Dataset entries:
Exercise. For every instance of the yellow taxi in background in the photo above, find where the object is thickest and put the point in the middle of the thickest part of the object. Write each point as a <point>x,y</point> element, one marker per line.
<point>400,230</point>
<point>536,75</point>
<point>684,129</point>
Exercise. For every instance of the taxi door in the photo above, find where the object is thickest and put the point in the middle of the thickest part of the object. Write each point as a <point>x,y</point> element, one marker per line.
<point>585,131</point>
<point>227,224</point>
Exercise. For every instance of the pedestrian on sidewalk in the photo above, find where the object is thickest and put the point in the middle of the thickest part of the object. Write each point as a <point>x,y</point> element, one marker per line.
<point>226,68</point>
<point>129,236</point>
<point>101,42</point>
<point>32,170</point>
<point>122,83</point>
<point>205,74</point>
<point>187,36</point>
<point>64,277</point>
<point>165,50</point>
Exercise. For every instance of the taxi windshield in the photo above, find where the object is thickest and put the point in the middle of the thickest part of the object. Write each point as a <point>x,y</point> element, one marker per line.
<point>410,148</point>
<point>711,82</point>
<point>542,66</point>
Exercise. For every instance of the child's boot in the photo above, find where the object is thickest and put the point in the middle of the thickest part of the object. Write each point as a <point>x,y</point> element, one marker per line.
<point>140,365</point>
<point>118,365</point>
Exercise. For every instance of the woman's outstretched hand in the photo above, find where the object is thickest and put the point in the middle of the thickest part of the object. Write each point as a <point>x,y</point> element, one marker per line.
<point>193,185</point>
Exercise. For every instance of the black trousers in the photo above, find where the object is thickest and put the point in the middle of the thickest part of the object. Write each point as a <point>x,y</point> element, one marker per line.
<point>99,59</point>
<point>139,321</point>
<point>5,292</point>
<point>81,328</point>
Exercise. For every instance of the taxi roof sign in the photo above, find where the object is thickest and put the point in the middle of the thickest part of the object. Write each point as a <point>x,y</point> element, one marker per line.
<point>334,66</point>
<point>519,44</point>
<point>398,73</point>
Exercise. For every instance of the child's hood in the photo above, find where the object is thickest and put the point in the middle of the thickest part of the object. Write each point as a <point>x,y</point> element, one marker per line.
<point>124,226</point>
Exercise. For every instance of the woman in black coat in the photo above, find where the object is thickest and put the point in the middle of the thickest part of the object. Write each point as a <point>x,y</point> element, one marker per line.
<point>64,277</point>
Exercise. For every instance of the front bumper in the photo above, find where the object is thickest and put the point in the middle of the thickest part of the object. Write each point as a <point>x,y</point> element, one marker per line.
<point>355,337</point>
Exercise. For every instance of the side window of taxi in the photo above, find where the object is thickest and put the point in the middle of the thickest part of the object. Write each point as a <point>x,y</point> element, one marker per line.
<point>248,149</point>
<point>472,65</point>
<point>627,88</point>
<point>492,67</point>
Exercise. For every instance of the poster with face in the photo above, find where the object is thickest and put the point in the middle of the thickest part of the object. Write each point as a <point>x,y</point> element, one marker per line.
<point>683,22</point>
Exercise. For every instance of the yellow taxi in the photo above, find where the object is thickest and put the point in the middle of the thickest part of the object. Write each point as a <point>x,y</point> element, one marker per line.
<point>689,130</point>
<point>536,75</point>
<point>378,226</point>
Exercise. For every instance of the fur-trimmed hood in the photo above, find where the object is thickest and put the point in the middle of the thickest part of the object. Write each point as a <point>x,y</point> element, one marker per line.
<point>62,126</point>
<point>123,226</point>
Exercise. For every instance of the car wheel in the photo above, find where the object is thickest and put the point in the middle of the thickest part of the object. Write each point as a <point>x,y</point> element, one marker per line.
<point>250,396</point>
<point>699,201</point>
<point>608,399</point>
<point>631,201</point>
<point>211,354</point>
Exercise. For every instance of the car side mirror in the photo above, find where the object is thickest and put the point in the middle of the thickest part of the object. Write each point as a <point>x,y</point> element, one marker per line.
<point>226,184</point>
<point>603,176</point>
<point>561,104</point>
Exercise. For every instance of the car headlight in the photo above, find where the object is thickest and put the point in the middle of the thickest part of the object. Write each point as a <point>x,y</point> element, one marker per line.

TASK TO COMPLETE:
Nothing in the records should change when you repeat them all.

YOUR SOLUTION:
Exercise. For every instance of the yellow taxi in background in the photo above, find where the object is thickest and put the point in the middle of the thickest part of the object. Write each point as a <point>x,y</point> element, one marker per line.
<point>400,230</point>
<point>536,75</point>
<point>684,129</point>
Exercise. For every instance of the taxi door in the photo above, find where the object is thickest and put the point in the middle of the thickest part of the object. Write each point as a <point>x,y</point> element, one marker per line.
<point>585,131</point>
<point>227,224</point>
Exercise. For every instance of the pedestrian on sidewalk in the photo above, find where the object is thickest and put the point in the middle of the thickest part of the object. Write each point as a <point>x,y</point> element, one marker per line.
<point>226,68</point>
<point>129,236</point>
<point>101,42</point>
<point>32,170</point>
<point>122,83</point>
<point>205,74</point>
<point>187,36</point>
<point>64,277</point>
<point>165,50</point>
Exercise. For every instance of the taxi windshield in the photo above, find where the object is thickest and put the point in the middle of the thickest part of the object. Write each point as a <point>x,y</point> element, one marker per line.
<point>410,148</point>
<point>711,82</point>
<point>542,66</point>
Exercise. For every instance of the child's boot in the photo above, find where the object is thickest and put the point in the middle of the thickest part of the object. Write each point as a <point>x,y</point> element, one marker per line.
<point>140,365</point>
<point>118,365</point>
Exercise. For every instance of the woman's outstretched hand in the photo above, find where the object is thickest and put the point in the middle of the thickest part of the object. Write each point as a <point>x,y</point> element, one marker per line.
<point>193,185</point>
Exercise. For every instance of the black trousers in the photo above, find where the object is thickest and put the point in the middle of the thickest part of the object. Write each point as a <point>x,y</point> element, one marker per line.
<point>99,59</point>
<point>139,321</point>
<point>5,292</point>
<point>81,328</point>
Exercise. For every instance of the taxi roof sign in the photo above, find where the object is thickest and put the point in the middle of the thickest part of the object. Write each point as a <point>x,y</point> element, one marker per line.
<point>334,66</point>
<point>519,44</point>
<point>398,73</point>
Exercise. For every instance of the child's hood in the photo above, find where the object is thickest and put the point in the middle of the thickest part of the object. Write each point as a <point>x,y</point> element, one marker per line.
<point>124,226</point>
Exercise. For every instance of the woman in black coat in the photo above, find where the object is thickest and put the point in the middle of the thickest part of the object. Write each point as a <point>x,y</point> element, one marker per line.
<point>64,277</point>
Exercise. For every instance of the front bumper in the photo above, find where the object is thickest and put the point in the middle of the thickest part of the object. Write each point as a <point>x,y</point> element, one marker per line.
<point>355,337</point>
Exercise. For every instance of the side window of taxi in the photo above, find where the object is thickest and put the point in the middle of the thickest part of the object. Write each point as a <point>x,y</point> element, one marker per line.
<point>248,149</point>
<point>472,65</point>
<point>627,88</point>
<point>492,67</point>
Exercise. For every instance of the poster with face in the photo above, find where the object is thickest and put the point in the middle of the thickest part of the object. Write each point as a <point>x,y</point> element, one marker per line.
<point>683,22</point>
Exercise. For every instance of the yellow taxi in the photo above, find where the object is thickest and put the point in the middle of the thickest part of the object. Write each point as a <point>x,y</point> element, one marker per line.
<point>689,130</point>
<point>536,75</point>
<point>378,226</point>
Exercise. For every instance of the fur-trimmed hood in the photo above, find where the object is thickest and put the point in the middle of the thickest part of the object. Write each point as a <point>x,y</point> element, one marker per line.
<point>62,126</point>
<point>123,226</point>
Exercise. For every instance of the car wheel in the photo above, find where the object is thickest and put the point in the middle of the thickest part of the object. Write each point as a <point>x,y</point> element, one marker per line.
<point>250,396</point>
<point>699,201</point>
<point>608,399</point>
<point>631,201</point>
<point>211,354</point>
Exercise. For every instance of the car side mirror in the photo above, find where the object is thickest and put the point in the middle of the thickest part of the object. Write each point as a <point>x,y</point> element, one marker per line.
<point>226,184</point>
<point>603,176</point>
<point>561,104</point>
Exercise. For every instance of the car headlight in the photo above, find where the object is thickest and put the point in the middle of the thickest part of the object. Write each point as a <point>x,y</point> element, one marker per line.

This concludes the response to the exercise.